→ **PROBLEM DETAILS**:
Rewrite the material below, replacing each "positioned" with "located" and keeping every other line unchanged.

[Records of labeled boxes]
——————

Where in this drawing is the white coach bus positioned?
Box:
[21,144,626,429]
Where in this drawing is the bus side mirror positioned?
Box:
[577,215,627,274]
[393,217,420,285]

——————

→ **FINISHED TASK**:
Where in this drawing is the white coach bus located?
Box:
[21,144,626,429]
Where in this drawing is the bus side mirror located?
Box:
[577,215,627,274]
[393,217,420,285]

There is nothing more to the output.